____ STUDY TEXT

Immigration Advisor Newsletter – August 2021

Immigration Adviser Newsletter

Contact Marty Logan – August 2021

In this issue, we outline the main Privacy Act changes that impact you, the importance of good legal representation for residence visa holders and introduce a new Pitt & Moore team member.

Lockdown 2.0 for New Zealand

Immigration continues to be in the daily limelight, as the country continues to grapple with a lack of skilled workers, families desperate to reunite, and rapid changes to immigration laws. Of course, this week New Zealand is in a nationwide lockdown, while the Government determines just how widely the Delta variant has infiltrated our community.

We hear Immigration Minister Kris Faafoi’s office has been a revolving door to industry representatives and companies asking the New Zealand Government to allow skilled workers into the country, so that they can meet demand. And his mailbox is full of requests from families explaining why their husband, wife or child should be allowed to join them.

The Government has started to consider how it re-opens the border, announcing last week a “phased introduction of an individual risk-based approach to border settings in 2022”, but it will take time for the Government to update the current immigration instructions. We can expect for 2022 to be another year of multiple amendments to Immigration Instructions with possible staged relaxation on border restrictions, depending on how well New Zealand is tracking with vaccinations and keeping Covid at bay.

One recent change of relevance to you was the increase in the duration of lower-paid Essential Skills visas, and an introduction of a streamlined application process. This may benefit many work visa holders in New Zealand, but not all. This Ministerial speech is quite a good scene-setter if you would like to know more about the overarching Government’s immigration reset.

As part of our role keeping abreast of the issues, we have been attending and contributing to a number of industry conferences and events. For example, we have presented at the CCH Learning Immigration Law Conference on reuniting partners during COVID-19, the Legalwise conference about work visa applications and employment law, and the NZAMI seminar on the Privacy Act. We also presented to Toi Ohomai students on residence applications. It is clear that the sector is concerned about the complexities of the changes being encountered in the immigration space but that there is a commitment to ensuring employers and visa holders get the best advice they can get.

In this newsletter, we provide a short update about the Privacy Act, outlining the key things you need to do to be compliant, highlight the risk of poor legal representation for your residence visa clients, share key takeaways from a speech made by the Chair of the Immigration Advisers Complaints and Disciplinary Tribunal and welcome Mahafrin Variava to our immigration team.

As always, feel free to let us know via email if there is anything in particular you would like us to provide information about. We would love your feedback, comments, queries, and suggestions as to how we can best help Immigration Advisers.

Stay well and safe!

Marty Logan

Lockdown 2.0 for New Zealand

Four key main points

There are four main points you need to be aware of following the changes to the Privacy Act.

________
____ DATA LISTING

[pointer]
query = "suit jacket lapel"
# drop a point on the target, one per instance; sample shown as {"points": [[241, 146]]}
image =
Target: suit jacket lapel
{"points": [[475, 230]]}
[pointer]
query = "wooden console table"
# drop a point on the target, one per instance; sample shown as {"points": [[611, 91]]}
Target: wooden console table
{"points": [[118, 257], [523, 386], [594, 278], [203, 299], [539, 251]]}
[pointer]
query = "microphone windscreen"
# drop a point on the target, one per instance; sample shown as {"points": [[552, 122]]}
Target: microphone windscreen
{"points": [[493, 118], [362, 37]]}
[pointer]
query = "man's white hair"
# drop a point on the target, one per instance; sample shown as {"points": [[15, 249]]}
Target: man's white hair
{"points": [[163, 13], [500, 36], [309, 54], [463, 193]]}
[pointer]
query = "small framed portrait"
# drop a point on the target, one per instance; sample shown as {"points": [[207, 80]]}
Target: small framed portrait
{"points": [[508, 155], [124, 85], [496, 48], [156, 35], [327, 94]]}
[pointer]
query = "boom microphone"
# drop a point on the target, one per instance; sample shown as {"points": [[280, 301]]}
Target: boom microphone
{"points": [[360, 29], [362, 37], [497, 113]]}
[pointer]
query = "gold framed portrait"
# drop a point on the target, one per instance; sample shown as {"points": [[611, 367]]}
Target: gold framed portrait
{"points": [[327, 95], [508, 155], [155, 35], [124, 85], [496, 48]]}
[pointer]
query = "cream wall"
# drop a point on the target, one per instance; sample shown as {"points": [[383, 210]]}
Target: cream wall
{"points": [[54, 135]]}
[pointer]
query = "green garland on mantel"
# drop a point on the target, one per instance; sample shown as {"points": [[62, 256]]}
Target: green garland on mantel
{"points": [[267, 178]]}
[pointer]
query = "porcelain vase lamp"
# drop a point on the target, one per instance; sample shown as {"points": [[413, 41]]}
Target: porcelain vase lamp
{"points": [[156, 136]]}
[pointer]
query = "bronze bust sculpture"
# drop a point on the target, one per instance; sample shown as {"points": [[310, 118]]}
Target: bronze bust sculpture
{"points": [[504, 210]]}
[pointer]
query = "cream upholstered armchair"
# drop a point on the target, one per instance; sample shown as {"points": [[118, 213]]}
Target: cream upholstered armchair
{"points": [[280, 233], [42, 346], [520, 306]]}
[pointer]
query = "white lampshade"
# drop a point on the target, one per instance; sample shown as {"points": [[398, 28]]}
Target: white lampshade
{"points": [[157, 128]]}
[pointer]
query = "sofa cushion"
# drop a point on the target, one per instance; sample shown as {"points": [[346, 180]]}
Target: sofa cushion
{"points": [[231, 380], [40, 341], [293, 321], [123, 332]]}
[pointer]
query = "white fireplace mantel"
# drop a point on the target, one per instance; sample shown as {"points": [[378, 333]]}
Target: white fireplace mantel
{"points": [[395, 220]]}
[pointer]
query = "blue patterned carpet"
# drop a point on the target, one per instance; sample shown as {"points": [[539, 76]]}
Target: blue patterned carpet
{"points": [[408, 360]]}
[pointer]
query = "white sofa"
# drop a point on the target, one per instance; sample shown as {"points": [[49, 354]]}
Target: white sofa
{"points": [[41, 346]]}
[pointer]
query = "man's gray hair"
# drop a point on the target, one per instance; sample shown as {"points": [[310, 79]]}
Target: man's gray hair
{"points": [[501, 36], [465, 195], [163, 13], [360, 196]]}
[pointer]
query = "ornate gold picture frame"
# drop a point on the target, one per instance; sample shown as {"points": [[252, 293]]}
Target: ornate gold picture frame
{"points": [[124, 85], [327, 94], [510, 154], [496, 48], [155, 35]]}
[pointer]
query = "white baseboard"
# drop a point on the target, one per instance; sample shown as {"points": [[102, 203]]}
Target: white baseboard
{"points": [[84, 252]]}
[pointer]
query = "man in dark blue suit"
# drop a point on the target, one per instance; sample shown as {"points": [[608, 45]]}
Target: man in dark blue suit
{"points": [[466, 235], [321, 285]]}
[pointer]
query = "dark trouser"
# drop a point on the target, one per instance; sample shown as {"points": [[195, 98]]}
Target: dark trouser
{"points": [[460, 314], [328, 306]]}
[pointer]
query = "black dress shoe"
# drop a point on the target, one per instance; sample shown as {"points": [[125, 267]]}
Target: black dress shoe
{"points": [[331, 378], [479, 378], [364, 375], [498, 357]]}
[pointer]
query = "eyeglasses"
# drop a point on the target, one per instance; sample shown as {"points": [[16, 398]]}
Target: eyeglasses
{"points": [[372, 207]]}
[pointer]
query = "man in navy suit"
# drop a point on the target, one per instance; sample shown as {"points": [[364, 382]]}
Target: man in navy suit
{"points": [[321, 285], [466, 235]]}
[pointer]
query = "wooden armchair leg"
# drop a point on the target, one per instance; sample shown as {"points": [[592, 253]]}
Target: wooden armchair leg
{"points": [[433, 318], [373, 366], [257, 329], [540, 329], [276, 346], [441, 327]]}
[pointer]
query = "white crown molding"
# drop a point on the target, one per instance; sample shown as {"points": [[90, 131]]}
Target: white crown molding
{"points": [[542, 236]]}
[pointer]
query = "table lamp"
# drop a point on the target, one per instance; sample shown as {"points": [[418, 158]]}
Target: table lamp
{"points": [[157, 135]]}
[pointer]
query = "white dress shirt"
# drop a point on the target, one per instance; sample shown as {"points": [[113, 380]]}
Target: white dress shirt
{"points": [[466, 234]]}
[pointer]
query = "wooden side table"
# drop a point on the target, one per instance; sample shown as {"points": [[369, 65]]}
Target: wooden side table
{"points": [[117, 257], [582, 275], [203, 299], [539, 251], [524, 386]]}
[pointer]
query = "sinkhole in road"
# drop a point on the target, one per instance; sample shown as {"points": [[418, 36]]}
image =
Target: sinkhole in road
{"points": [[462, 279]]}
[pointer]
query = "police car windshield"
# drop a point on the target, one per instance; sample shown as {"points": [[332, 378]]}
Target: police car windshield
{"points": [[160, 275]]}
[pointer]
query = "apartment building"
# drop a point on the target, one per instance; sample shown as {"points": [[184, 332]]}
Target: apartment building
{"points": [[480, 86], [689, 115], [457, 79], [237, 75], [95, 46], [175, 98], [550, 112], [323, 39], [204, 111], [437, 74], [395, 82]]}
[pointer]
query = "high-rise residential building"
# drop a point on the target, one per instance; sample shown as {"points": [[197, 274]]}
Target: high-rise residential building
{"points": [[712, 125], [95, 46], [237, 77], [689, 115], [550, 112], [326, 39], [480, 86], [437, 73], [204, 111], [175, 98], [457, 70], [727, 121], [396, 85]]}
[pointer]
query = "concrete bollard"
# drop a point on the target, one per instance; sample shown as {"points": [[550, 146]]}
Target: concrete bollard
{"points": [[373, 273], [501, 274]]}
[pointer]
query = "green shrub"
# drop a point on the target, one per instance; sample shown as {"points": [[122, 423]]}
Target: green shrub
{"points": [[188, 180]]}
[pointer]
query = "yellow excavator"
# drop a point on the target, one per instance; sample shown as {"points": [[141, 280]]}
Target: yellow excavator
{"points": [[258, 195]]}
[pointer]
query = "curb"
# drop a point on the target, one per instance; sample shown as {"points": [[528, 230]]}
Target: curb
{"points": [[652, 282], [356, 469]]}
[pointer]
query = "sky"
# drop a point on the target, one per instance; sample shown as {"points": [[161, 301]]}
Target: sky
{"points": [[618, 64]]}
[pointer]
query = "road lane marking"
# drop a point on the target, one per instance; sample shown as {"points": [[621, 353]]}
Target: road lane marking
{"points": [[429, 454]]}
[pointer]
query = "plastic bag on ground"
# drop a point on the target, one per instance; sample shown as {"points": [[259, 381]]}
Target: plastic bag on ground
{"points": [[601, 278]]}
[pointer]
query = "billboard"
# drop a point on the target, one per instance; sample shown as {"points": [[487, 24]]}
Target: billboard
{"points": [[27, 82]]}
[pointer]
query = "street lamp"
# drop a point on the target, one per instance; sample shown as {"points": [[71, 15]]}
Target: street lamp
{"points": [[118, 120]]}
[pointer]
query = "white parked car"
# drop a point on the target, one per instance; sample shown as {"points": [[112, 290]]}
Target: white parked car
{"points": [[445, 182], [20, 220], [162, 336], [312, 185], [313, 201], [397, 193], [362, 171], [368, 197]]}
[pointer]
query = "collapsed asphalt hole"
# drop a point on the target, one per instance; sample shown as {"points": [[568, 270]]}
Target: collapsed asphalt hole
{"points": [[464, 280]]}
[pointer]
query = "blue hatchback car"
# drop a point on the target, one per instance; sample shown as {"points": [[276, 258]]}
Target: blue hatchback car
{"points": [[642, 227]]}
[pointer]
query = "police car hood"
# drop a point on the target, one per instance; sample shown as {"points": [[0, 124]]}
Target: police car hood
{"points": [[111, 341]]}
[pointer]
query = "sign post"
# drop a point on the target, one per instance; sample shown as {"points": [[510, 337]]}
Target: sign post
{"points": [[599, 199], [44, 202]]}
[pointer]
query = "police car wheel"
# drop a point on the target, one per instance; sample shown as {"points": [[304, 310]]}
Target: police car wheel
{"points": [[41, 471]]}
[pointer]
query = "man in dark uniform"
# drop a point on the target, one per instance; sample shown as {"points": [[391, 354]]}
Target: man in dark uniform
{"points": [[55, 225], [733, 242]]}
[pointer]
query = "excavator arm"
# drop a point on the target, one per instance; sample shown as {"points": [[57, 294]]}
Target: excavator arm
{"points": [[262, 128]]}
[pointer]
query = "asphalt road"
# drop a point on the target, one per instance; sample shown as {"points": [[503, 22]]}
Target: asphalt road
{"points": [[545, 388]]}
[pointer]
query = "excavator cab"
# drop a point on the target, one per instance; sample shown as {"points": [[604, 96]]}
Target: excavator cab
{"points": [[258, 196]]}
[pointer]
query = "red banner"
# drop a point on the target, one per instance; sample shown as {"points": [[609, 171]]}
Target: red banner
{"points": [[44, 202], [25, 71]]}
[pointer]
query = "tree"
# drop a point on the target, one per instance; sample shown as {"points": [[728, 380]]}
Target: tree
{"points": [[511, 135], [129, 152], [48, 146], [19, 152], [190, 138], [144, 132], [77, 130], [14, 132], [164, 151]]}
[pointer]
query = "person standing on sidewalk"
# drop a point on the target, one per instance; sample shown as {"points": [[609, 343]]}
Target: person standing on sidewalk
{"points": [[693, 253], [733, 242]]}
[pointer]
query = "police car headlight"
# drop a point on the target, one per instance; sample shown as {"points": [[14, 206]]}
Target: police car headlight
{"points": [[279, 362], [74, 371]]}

________

Copy out the passage of the immigration newsletter between "As always, feel" and "to the Privacy Act.", inclusive.

*ANSWER TO THE PROBLEM*
As always, feel free to let us know via email if there is anything in particular you would like us to provide information about. We would love your feedback, comments, queries, and suggestions as to how we can best help Immigration Advisers.

Stay well and safe!

Marty Logan

Lockdown 2.0 for New Zealand

Four key main points

There are four main points you need to be aware of following the changes to the Privacy Act.